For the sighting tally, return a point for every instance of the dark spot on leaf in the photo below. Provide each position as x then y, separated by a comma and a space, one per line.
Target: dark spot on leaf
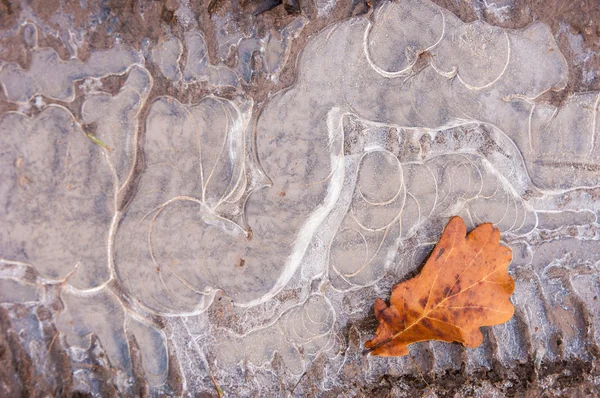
440, 254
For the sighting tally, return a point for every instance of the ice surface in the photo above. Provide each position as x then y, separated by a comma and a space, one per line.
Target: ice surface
225, 238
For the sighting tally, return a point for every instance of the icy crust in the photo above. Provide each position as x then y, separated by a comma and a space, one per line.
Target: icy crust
209, 238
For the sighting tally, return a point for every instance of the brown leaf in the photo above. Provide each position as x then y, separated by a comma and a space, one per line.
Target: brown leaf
464, 285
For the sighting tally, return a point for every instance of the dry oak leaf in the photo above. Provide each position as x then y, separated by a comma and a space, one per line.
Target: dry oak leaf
464, 285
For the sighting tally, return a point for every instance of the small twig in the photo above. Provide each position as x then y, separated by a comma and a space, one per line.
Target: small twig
51, 343
96, 141
219, 391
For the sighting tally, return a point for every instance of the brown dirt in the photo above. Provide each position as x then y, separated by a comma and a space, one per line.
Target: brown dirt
132, 20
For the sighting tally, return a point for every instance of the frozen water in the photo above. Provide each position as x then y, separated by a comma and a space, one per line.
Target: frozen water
245, 241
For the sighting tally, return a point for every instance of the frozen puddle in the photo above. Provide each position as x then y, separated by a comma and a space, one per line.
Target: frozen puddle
220, 239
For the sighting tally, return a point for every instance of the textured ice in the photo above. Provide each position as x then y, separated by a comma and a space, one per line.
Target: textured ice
224, 238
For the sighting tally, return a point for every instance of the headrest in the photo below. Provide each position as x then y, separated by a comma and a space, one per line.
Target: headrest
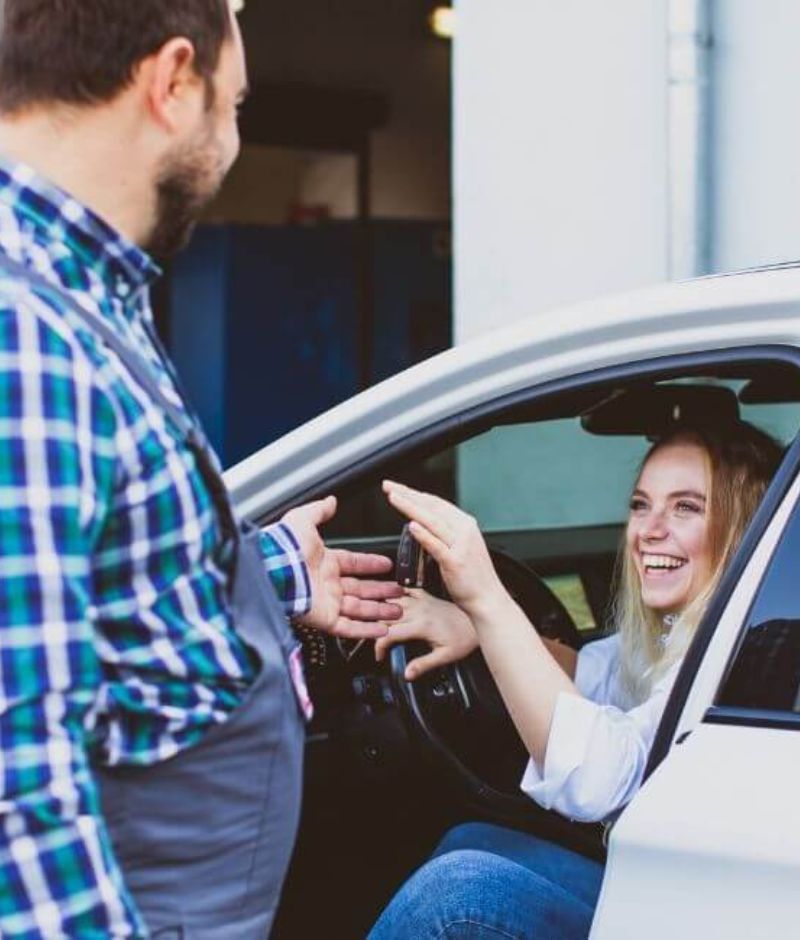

• • • • • • •

> What to work on: Convert the entries into a JSON list of strings, starting at the line that contains "the frozen puddle" and ending at the last line of the entries. Use one string per line, and leave out blank lines and pictures.

> Response to this task:
[
  "For the sighting tally, return a point for every instance of the frozen puddle in the photo above. Provide each position as x then y, separated by a comma and a space, one per line.",
  "Target: frozen puddle",
  "220, 239",
  "For the sighting tally, return a point for every instance of the textured ice in the photo above. Provide each position as x then y, separated by a comma and a space, one per line.",
  "Target: textured ice",
  "224, 238",
  "For the sighting tally, return a point for every instance of the headrest in the photo below. Provide each position as x then y, separated by a comma and a space, one per line.",
  "Target: headrest"
]